> Exercise description
Return the lines below exactly, starting with the line that contains "Note to the class: point to the building" and stopping after the last line.

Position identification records
============
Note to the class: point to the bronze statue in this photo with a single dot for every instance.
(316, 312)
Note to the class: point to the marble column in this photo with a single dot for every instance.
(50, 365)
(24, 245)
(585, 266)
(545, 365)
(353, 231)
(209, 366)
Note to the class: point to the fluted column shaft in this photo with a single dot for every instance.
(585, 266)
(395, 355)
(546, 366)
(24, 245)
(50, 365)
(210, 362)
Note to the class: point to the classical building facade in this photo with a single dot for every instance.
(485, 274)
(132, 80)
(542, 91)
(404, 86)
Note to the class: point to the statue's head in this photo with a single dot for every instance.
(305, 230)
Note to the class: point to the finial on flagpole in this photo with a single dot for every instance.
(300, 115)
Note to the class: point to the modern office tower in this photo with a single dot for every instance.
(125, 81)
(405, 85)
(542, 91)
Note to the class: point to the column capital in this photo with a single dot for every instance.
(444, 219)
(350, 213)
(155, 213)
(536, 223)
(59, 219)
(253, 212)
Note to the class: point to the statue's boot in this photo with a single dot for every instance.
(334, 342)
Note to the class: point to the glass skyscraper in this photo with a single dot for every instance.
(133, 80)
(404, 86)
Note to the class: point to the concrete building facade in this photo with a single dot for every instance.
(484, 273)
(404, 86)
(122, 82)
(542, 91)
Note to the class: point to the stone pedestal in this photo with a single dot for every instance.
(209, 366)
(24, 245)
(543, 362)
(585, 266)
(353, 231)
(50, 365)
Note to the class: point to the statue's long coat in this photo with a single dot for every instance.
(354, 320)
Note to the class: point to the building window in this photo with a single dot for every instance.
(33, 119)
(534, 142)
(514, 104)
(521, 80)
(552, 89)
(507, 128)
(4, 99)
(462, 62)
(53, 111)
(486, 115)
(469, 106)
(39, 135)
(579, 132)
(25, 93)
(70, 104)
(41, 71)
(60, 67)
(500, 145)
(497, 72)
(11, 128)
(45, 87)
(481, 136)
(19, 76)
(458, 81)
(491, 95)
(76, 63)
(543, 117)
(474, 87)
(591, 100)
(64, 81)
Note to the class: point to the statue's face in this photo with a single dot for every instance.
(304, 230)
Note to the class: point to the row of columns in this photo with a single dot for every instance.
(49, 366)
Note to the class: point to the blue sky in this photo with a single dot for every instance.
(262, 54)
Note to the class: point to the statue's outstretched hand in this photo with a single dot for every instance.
============
> Result for this exercise
Note to the class: point to the building window in this photo with a single dot for every instance.
(33, 119)
(534, 142)
(514, 104)
(521, 80)
(552, 89)
(507, 128)
(4, 99)
(462, 62)
(53, 111)
(486, 115)
(469, 106)
(39, 135)
(579, 132)
(25, 93)
(70, 104)
(41, 71)
(60, 67)
(500, 145)
(497, 72)
(11, 128)
(45, 87)
(481, 136)
(19, 76)
(458, 81)
(491, 95)
(76, 63)
(543, 117)
(474, 87)
(591, 100)
(64, 81)
Note to the class: point to the statue's face in this photo with a single dot for every instance.
(304, 230)
Note to the class: point to the row of columns in this photo with a single dot for every instance.
(49, 366)
Note to the class: point to the blue sky in this photo with a single dot for every instance.
(262, 54)
Note to the class: point to the statue's outstretched hand in this photo with a single dot for every instance.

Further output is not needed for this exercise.